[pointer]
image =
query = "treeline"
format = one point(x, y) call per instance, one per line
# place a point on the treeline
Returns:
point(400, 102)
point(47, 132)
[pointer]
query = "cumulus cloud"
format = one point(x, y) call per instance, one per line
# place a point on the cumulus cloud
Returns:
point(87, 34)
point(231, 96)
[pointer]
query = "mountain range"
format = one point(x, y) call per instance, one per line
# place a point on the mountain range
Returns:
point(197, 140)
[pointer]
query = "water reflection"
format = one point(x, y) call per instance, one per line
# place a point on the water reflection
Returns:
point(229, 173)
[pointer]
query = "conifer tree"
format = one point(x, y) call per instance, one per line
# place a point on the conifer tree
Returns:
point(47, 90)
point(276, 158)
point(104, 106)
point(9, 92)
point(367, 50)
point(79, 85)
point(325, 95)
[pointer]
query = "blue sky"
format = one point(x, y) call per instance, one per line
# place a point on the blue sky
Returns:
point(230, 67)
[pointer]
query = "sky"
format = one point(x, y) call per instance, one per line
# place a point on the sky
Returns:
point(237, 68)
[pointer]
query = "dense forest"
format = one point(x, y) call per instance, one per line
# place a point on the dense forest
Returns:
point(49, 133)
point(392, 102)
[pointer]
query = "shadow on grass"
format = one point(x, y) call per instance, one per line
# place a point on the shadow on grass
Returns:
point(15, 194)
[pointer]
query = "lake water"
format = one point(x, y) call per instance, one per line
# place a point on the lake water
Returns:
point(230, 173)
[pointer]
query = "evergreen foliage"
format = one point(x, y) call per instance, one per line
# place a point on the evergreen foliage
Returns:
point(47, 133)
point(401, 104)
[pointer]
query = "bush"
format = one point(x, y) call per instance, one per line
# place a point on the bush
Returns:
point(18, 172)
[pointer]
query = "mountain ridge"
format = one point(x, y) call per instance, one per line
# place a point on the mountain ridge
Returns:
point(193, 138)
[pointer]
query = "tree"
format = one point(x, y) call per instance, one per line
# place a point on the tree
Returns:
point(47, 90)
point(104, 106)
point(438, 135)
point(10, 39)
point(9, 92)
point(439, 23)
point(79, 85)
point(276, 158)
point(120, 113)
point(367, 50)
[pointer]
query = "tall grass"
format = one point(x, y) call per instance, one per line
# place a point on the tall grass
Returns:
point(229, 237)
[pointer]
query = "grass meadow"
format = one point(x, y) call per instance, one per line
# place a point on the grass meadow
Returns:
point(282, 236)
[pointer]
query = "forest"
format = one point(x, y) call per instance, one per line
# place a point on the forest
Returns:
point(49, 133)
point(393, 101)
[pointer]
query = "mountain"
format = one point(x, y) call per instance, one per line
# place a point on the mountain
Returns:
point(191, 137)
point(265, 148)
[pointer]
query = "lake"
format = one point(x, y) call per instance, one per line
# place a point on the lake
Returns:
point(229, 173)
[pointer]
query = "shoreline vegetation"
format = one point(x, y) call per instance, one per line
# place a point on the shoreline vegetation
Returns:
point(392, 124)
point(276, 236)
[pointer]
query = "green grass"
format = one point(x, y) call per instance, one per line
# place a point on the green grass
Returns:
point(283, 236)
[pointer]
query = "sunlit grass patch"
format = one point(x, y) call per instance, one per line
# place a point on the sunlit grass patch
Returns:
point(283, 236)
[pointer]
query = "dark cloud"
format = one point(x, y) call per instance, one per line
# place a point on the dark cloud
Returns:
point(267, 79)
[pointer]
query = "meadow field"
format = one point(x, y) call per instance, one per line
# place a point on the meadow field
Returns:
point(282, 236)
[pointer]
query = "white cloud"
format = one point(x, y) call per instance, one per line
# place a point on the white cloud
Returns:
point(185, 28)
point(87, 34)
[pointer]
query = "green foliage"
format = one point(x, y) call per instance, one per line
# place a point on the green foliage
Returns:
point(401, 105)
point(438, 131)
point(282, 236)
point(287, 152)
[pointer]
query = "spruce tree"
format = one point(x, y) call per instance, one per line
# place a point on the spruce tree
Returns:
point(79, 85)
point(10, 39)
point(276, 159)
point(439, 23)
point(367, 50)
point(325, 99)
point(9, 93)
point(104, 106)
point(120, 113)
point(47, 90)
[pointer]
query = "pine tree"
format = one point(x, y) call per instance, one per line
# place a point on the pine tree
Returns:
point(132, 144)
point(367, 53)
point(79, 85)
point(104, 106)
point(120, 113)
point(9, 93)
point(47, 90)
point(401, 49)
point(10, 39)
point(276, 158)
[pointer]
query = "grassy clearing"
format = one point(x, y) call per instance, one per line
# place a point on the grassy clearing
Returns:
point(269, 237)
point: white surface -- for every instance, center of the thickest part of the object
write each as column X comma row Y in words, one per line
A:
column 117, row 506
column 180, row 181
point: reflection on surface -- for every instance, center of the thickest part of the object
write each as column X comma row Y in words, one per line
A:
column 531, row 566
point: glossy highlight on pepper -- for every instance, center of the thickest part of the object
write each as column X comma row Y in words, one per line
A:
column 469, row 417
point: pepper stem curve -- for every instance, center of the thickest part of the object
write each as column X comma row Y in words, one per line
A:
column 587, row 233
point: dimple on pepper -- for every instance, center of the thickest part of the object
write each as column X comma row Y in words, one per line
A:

= = = =

*WHAT YOU ARE ASKED TO DO:* Return the entries above word for word.

*RESPONSE TO THIS TASK:*
[pointer]
image =
query = "treeline"
format = one point(x, y) call per instance, one per line
# place a point on the treeline
Returns:
point(400, 102)
point(47, 132)
[pointer]
query = "cumulus cloud"
format = one point(x, y) call per instance, one per line
# place a point on the cumulus cloud
Returns:
point(87, 34)
point(231, 96)
[pointer]
query = "mountain range"
format = one point(x, y) call per instance, one per line
# place a point on the mountain range
Returns:
point(197, 140)
[pointer]
query = "water reflection"
format = one point(x, y) call per instance, one per line
# place a point on the water reflection
Returns:
point(229, 173)
[pointer]
query = "conifer tree"
format = one point(x, y) call per instance, one per line
# place a point on the conifer tree
Returns:
point(47, 90)
point(276, 158)
point(104, 106)
point(9, 92)
point(367, 50)
point(79, 85)
point(325, 95)
[pointer]
query = "blue sky"
format = one point(x, y) call per instance, one per line
# place a point on the blue sky
Returns:
point(230, 67)
[pointer]
query = "sky"
format = one point(x, y) call per instance, one per line
# place a point on the sky
Returns:
point(237, 68)
[pointer]
query = "dense forest"
format = one point(x, y) call per instance, one per line
# place a point on the dense forest
Returns:
point(49, 133)
point(392, 102)
[pointer]
query = "shadow on grass"
format = one point(x, y) call per instance, one per line
# place a point on the shadow on grass
Returns:
point(15, 194)
[pointer]
query = "lake water"
format = one point(x, y) call per instance, one per line
# place a point on the lake water
Returns:
point(230, 173)
[pointer]
query = "evergreen foliage"
format = one point(x, y) call per instance, one per line
# place a point on the evergreen foliage
Returns:
point(47, 133)
point(401, 104)
[pointer]
query = "bush"
format = one point(x, y) call per instance, one per line
# place a point on the bush
Returns:
point(18, 172)
[pointer]
query = "mountain ridge"
format = one point(x, y) call per instance, one per line
# place a point on the mountain ridge
Returns:
point(193, 138)
[pointer]
query = "tree"
format = one point(x, y) call per instance, one per line
# place a point on the tree
Returns:
point(47, 90)
point(104, 106)
point(438, 135)
point(10, 39)
point(9, 92)
point(439, 23)
point(79, 85)
point(276, 158)
point(120, 113)
point(367, 50)
[pointer]
query = "tall grass"
format = one point(x, y) call per instance, one per line
# place a point on the tall grass
Returns:
point(229, 237)
[pointer]
query = "grass meadow"
format = one point(x, y) call per instance, one per line
# place a point on the grass meadow
Returns:
point(282, 236)
[pointer]
query = "forest"
format = one point(x, y) call per instance, one per line
# place a point on the forest
Returns:
point(49, 133)
point(393, 101)
[pointer]
query = "mountain"
format = one point(x, y) call per instance, one per line
# place a point on the mountain
Returns:
point(191, 137)
point(265, 148)
[pointer]
query = "lake"
format = one point(x, y) call per instance, one per line
# place a point on the lake
Returns:
point(229, 173)
[pointer]
query = "shoreline vegetation"
format = one point(x, y) call per instance, one per line
# place a point on the shoreline vegetation
Returns:
point(392, 124)
point(276, 236)
[pointer]
query = "green grass"
format = one point(x, y) call per instance, one per line
# place a point on the green grass
Returns:
point(283, 236)
[pointer]
query = "sunlit grass patch"
format = one point(x, y) call per instance, one per line
# place a point on the sunlit grass patch
Returns:
point(283, 236)
[pointer]
query = "dark cloud"
format = one point(x, y) call per instance, one per line
# place a point on the dark cloud
Returns:
point(267, 79)
[pointer]
query = "meadow field"
format = one point(x, y) call per instance, one per line
# place a point on the meadow field
Returns:
point(282, 236)
[pointer]
query = "white cloud"
format = one point(x, y) call per instance, one per line
# place a point on the white cloud
Returns:
point(185, 28)
point(87, 34)
[pointer]
query = "green foliage"
format = one point(x, y) call per instance, one per line
# place a point on the green foliage
Returns:
point(401, 105)
point(438, 131)
point(282, 236)
point(287, 152)
[pointer]
query = "spruce tree"
format = one point(x, y) call per instance, one per line
# place a point on the spruce tree
Returns:
point(79, 85)
point(10, 39)
point(276, 159)
point(439, 23)
point(367, 50)
point(325, 99)
point(9, 93)
point(104, 106)
point(120, 113)
point(47, 90)
[pointer]
query = "pine tree"
format = one point(x, y) call per instance, one per line
# place a point on the pine tree
Returns:
point(132, 144)
point(367, 53)
point(79, 85)
point(104, 106)
point(120, 113)
point(9, 93)
point(47, 90)
point(401, 49)
point(10, 39)
point(276, 158)
[pointer]
query = "grassy clearing"
format = one point(x, y) call per instance, one per line
# place a point on the grassy clearing
Returns:
point(269, 237)
point: white surface -- for every instance, center of the thickest part of the object
write each as column X comma row Y in words, one per line
A:
column 117, row 506
column 180, row 181
point: reflection on surface -- for every instance, center of the thickest part of the object
write each as column X comma row Y in words, one per line
A:
column 531, row 566
point: glossy highlight on pepper -- for every instance, center of the thickest part of the object
write each as column X comma row Y in words, one per line
A:
column 469, row 417
point: pepper stem curve -- for every instance, center of the thickest part of the object
write each as column X comma row Y in words, one per line
A:
column 587, row 233
point: dimple on pepper -- for every instance, center of the thickest part of the object
write each as column X comma row Y in words, one per line
A:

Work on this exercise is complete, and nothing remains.